Exercise data
Segment Open
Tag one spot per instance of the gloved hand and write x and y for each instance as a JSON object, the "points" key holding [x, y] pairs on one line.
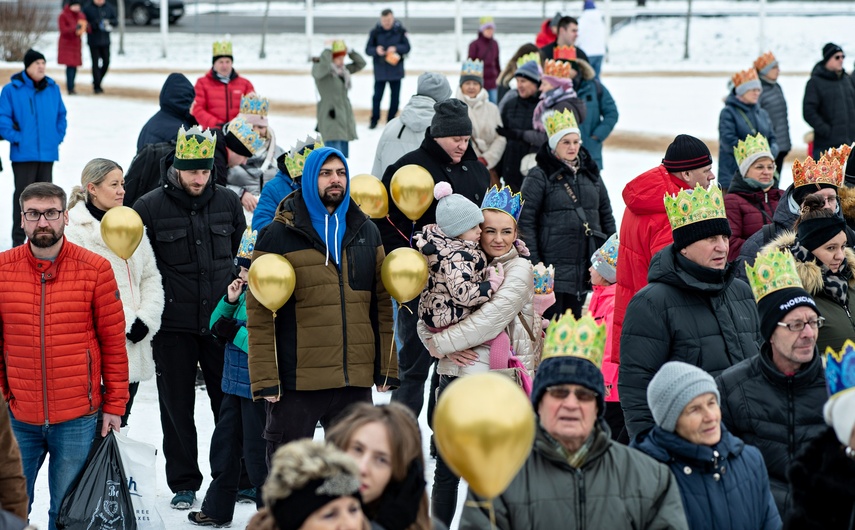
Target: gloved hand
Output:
{"points": [[401, 501], [138, 331]]}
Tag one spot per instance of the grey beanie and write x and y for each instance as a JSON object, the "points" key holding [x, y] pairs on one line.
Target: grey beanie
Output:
{"points": [[673, 387], [451, 119], [434, 86], [455, 214]]}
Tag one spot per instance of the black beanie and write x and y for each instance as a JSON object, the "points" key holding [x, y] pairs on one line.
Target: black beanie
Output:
{"points": [[685, 154]]}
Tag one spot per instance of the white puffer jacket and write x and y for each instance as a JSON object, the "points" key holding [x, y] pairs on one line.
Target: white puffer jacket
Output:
{"points": [[142, 296], [514, 296]]}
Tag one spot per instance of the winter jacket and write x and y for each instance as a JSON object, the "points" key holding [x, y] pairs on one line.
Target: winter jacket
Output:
{"points": [[829, 107], [488, 51], [217, 102], [485, 117], [700, 316], [335, 115], [194, 240], [748, 210], [32, 119], [63, 336], [68, 46], [468, 178], [723, 487], [404, 133], [617, 488], [778, 414], [176, 96], [821, 478], [735, 122], [395, 36], [139, 283], [772, 100], [510, 304], [550, 223], [645, 230]]}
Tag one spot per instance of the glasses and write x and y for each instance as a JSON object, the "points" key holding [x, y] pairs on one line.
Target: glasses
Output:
{"points": [[800, 325], [50, 215], [583, 395]]}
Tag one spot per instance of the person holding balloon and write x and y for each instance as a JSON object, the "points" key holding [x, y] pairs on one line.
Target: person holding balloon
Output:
{"points": [[101, 190]]}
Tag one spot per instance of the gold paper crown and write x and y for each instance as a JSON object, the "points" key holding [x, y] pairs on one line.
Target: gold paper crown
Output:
{"points": [[568, 337], [772, 271], [827, 171], [692, 206]]}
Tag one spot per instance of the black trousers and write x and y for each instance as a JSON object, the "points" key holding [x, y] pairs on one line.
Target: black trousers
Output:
{"points": [[175, 356], [25, 174]]}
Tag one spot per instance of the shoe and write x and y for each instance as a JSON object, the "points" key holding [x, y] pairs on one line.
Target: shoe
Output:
{"points": [[200, 519], [183, 500]]}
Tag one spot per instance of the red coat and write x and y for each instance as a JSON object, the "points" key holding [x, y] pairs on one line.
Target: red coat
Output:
{"points": [[68, 46], [217, 102], [63, 333], [644, 231]]}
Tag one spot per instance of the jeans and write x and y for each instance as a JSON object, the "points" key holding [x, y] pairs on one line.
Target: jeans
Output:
{"points": [[68, 444]]}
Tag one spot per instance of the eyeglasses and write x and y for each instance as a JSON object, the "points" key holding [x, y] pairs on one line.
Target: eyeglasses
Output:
{"points": [[50, 215], [800, 325], [583, 395]]}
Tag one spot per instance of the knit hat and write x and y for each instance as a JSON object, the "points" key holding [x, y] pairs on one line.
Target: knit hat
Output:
{"points": [[434, 86], [32, 56], [673, 387], [451, 118], [455, 214], [685, 154]]}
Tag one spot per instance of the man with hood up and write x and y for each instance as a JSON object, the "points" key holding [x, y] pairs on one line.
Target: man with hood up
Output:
{"points": [[332, 340]]}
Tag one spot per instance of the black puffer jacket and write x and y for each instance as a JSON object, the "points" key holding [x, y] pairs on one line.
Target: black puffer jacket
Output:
{"points": [[776, 413], [704, 317], [549, 222], [194, 240]]}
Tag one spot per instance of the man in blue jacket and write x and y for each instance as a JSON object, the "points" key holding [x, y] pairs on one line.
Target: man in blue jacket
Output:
{"points": [[388, 44], [32, 118]]}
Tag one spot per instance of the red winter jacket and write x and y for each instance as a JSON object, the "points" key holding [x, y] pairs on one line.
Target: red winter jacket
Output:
{"points": [[217, 102], [63, 334], [644, 231]]}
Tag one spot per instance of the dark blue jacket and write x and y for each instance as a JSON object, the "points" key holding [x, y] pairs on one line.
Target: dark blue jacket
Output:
{"points": [[32, 120], [395, 36], [723, 487]]}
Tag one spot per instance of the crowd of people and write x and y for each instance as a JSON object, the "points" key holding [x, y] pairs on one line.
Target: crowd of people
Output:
{"points": [[690, 367]]}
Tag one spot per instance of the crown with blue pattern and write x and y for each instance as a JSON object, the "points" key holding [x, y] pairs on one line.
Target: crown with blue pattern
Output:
{"points": [[504, 200]]}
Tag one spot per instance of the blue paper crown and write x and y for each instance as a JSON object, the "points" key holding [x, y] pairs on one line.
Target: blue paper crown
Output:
{"points": [[840, 368], [503, 200]]}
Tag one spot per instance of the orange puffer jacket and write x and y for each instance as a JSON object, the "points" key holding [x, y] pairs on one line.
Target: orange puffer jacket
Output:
{"points": [[63, 334]]}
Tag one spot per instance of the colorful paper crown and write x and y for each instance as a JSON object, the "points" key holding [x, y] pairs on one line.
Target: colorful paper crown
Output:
{"points": [[840, 368], [568, 337], [772, 271], [693, 206], [827, 171], [503, 200]]}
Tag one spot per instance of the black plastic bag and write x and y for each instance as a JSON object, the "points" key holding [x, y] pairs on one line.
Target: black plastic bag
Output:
{"points": [[100, 499]]}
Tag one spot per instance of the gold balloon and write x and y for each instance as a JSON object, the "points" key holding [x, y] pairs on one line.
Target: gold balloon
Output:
{"points": [[404, 273], [484, 430], [412, 190], [370, 194], [122, 231], [272, 280]]}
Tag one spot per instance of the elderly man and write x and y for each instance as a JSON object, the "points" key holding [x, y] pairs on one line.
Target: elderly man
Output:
{"points": [[576, 476], [774, 400], [693, 310]]}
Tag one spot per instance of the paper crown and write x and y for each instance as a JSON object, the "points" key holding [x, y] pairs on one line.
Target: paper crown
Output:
{"points": [[544, 278], [693, 206], [503, 200], [772, 271], [568, 337], [826, 171]]}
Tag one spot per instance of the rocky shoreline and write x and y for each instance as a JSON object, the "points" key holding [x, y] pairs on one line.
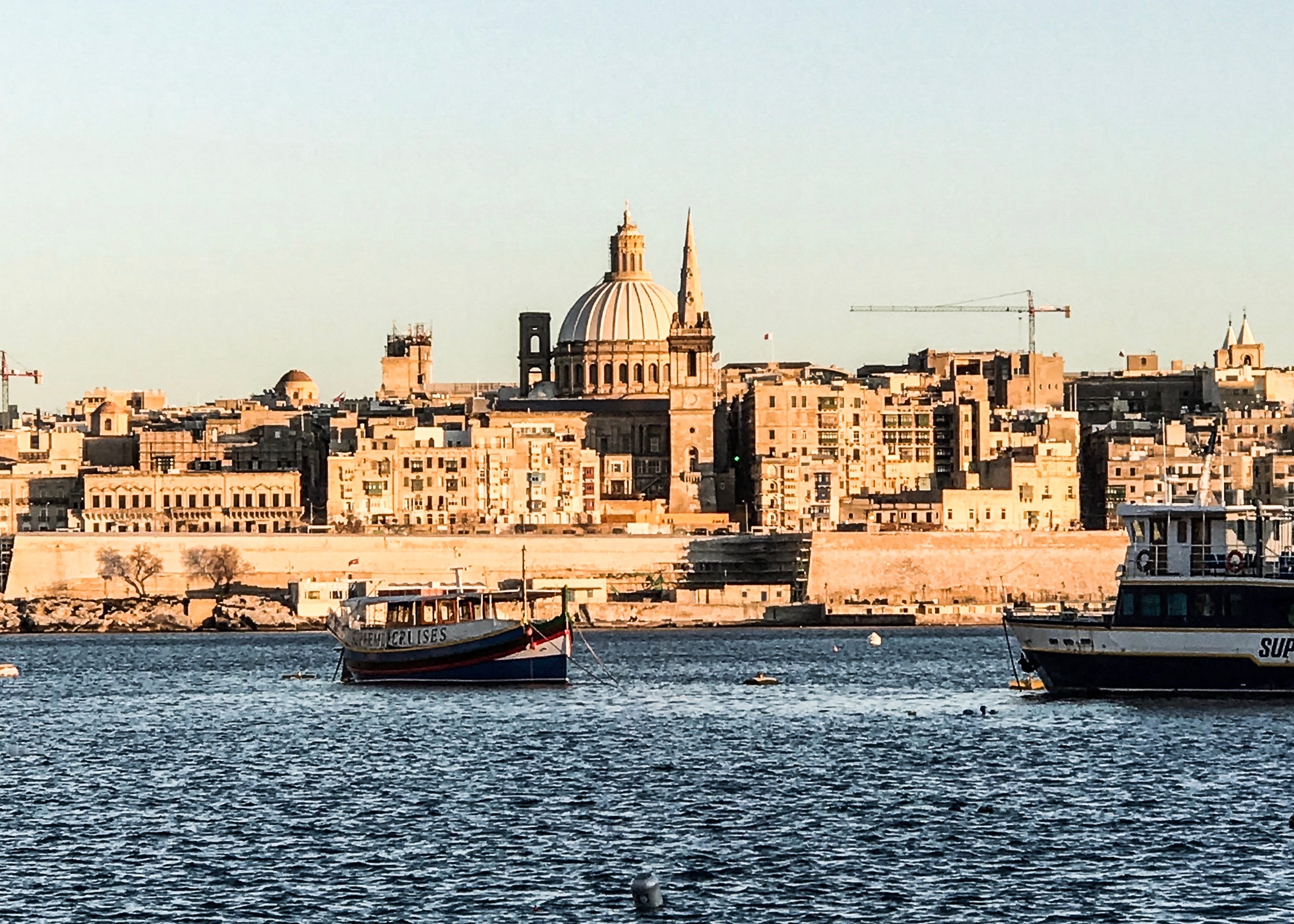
Segment Closed
What is required
Would you please copy every line from the listing above that contains the word "blue"?

Answer to the problem
Tag one spot per instance of the man in blue jacket and write x and y for each instance as a JSON object, the "points" key holding [x, y] pairs on one line.
Target: man in blue jacket
Tag one spot per instance of the dark blue jacket and write x and y for each instance as a JSON object, the "points" key holding [x, y] pairs on one line.
Target: dark blue jacket
Tag one spot per instance of the crown with blue pattern and write x and y for each instance as a JSON object, the "points" key holding [x, y] pairs on one line.
Target: crown with blue pattern
Tag one spot per instance of the blue paper crown and write x and y for each instance as a JSON object, the "points" key holding [x, y] pairs on one line.
Target: blue paper crown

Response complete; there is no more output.